_Lines from a pointing dataset_.
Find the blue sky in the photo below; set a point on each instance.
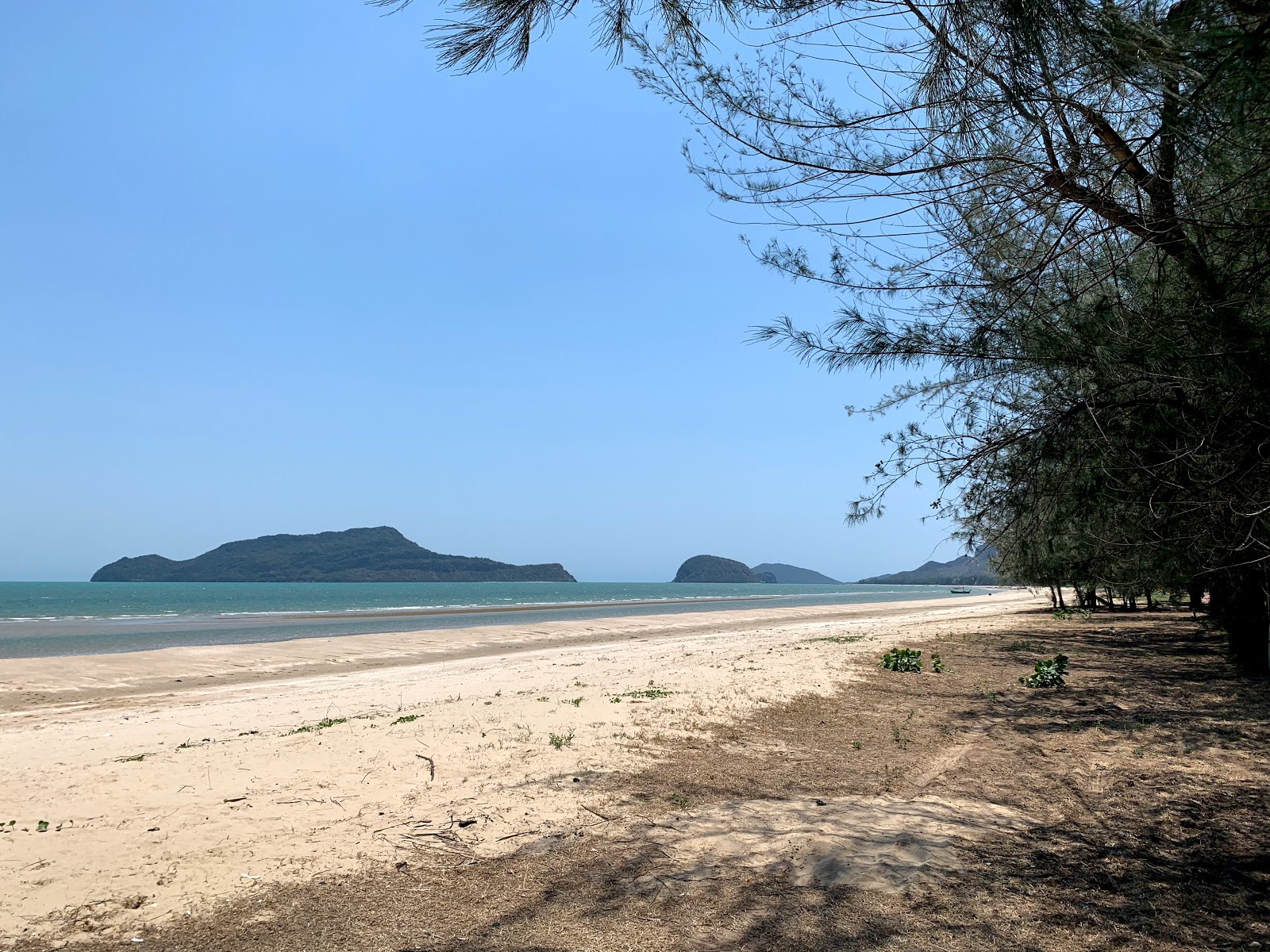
(266, 270)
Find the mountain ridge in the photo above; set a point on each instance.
(791, 574)
(963, 570)
(379, 554)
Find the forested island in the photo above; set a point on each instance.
(379, 554)
(717, 569)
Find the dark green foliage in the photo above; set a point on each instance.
(902, 659)
(1054, 216)
(321, 725)
(715, 569)
(355, 555)
(793, 575)
(1047, 674)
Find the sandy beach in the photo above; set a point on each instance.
(175, 780)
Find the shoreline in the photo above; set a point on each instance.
(86, 635)
(111, 678)
(182, 778)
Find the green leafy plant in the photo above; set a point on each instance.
(321, 725)
(560, 740)
(1047, 674)
(1064, 613)
(649, 693)
(902, 659)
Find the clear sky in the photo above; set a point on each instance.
(264, 268)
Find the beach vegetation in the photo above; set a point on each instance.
(1047, 674)
(562, 740)
(321, 727)
(651, 693)
(1049, 216)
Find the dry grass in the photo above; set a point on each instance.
(1146, 774)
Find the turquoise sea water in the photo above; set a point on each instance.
(46, 619)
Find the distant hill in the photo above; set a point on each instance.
(715, 569)
(793, 575)
(964, 570)
(381, 554)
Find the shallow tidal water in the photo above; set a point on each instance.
(48, 619)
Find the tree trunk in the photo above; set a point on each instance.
(1195, 594)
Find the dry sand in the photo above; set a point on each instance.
(171, 780)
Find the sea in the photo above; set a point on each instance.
(51, 619)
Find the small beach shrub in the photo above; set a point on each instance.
(649, 693)
(902, 659)
(1064, 613)
(1047, 674)
(323, 724)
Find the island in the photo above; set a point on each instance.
(793, 575)
(964, 570)
(717, 569)
(379, 554)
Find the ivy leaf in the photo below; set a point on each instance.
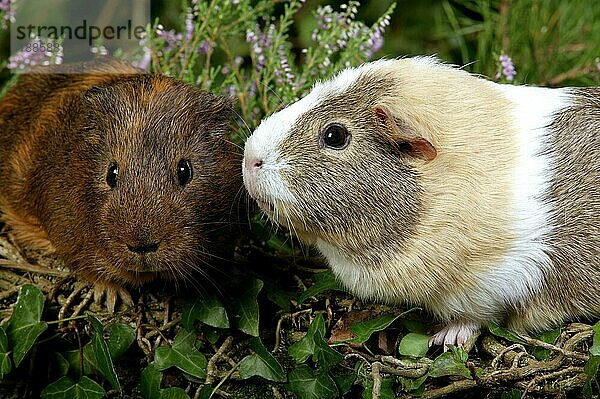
(324, 281)
(549, 337)
(414, 345)
(103, 362)
(504, 333)
(183, 355)
(325, 356)
(246, 309)
(307, 385)
(447, 364)
(385, 392)
(66, 388)
(314, 344)
(25, 325)
(5, 363)
(149, 385)
(209, 311)
(364, 329)
(305, 348)
(120, 339)
(173, 393)
(344, 382)
(261, 363)
(512, 394)
(595, 348)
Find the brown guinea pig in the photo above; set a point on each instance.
(127, 176)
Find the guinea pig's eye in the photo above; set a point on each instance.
(335, 136)
(184, 172)
(112, 175)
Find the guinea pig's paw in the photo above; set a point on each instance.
(456, 333)
(112, 293)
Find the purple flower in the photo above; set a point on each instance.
(205, 47)
(508, 69)
(189, 25)
(171, 38)
(260, 42)
(7, 12)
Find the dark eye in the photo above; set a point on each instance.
(112, 175)
(184, 172)
(336, 136)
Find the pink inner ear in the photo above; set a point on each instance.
(418, 146)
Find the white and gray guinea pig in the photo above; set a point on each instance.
(423, 184)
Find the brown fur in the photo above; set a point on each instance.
(60, 133)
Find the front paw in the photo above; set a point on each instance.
(111, 292)
(456, 333)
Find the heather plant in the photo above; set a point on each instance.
(269, 72)
(272, 337)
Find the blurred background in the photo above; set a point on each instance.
(551, 42)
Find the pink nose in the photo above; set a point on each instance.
(253, 163)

_Task statement_. Copy out every line above word for word, but leave out the pictures.

_Answer to this problem_.
Find the blue sky in the photo below; set a point on each instance.
(266, 270)
Find the mountain ridge in the photo above; set a point on each instance.
(791, 574)
(963, 570)
(379, 554)
Find the forested island in the photo above; set a point on each instance.
(379, 554)
(717, 569)
Find the dark green foliage in the photo above; set a point on each instance.
(902, 659)
(1054, 216)
(321, 725)
(715, 569)
(355, 555)
(793, 575)
(1047, 674)
Find the sandy beach in the photo above; set a point on each instance.
(175, 780)
Find the shoreline in the photo above; set a point on each instance.
(86, 635)
(111, 678)
(182, 778)
Find the green leafy plant in the photo above; set a point on each instance.
(321, 725)
(560, 740)
(1047, 674)
(1064, 613)
(649, 693)
(902, 659)
Find the clear sky in the photo above; set a point on each instance.
(264, 268)
Find the beach vegetation in the photo above; set a point on each instance.
(1047, 674)
(562, 740)
(321, 727)
(651, 693)
(1049, 216)
Find the dry grass in the photo above; set a point on each instance.
(1146, 774)
Find the turquoise sea water in the photo above; set a point on each instance.
(46, 619)
Find the distant hill in the photo above; set a point on each instance.
(715, 569)
(793, 575)
(964, 570)
(381, 554)
Find the shallow tidal water in the photo above; set a point on each instance.
(48, 619)
Find the tree trunk in the photo above; set a point on each instance.
(1195, 594)
Find the dry sand in the photo above; set a point on each instance.
(171, 780)
Find the sea in the photo above; set a point on each instance.
(51, 619)
Find the small beach shrub in the photo above; set a point on each instance.
(649, 693)
(902, 659)
(1064, 613)
(1047, 674)
(323, 724)
Find the island in the photo above; set a point on each instance.
(793, 575)
(964, 570)
(717, 569)
(379, 554)
Find the ivy leaf in the photo below; set a point on each instance.
(324, 281)
(549, 337)
(414, 345)
(103, 362)
(504, 333)
(183, 355)
(325, 356)
(246, 309)
(307, 385)
(447, 364)
(385, 392)
(66, 388)
(314, 344)
(25, 325)
(5, 363)
(149, 385)
(209, 311)
(364, 329)
(305, 348)
(120, 339)
(173, 393)
(344, 382)
(261, 363)
(512, 394)
(595, 348)
Find the brown guinea pig in the photo above; set a point on each instance.
(127, 176)
Find the guinea pig's eye in the photo above; set a point on each instance.
(335, 136)
(184, 172)
(112, 175)
Find the guinea pig's paw in the photo above; set a point on each instance.
(456, 333)
(112, 293)
Find the purple flower in the photo above; set a point on each instance.
(205, 47)
(508, 69)
(189, 25)
(171, 38)
(260, 42)
(7, 12)
Find the dark eye in the photo above; set a point on each instance.
(112, 175)
(184, 172)
(336, 136)
Find the pink inner ear in the photo above; set a point on each instance.
(418, 146)
Find the white and gray guinea pig in the photo above; set a point on each instance.
(423, 184)
Find the brown fur in the photo above; set a point on each instance.
(60, 133)
Find the front paw in the photo above; set a point on each instance.
(111, 292)
(456, 333)
Find the heather plant in the photo above; set a point on each instance.
(269, 72)
(272, 337)
Find the blurred background in the photo above; set a point on each instance.
(551, 42)
Find the pink nose in the photo above; set a point on each instance.
(253, 163)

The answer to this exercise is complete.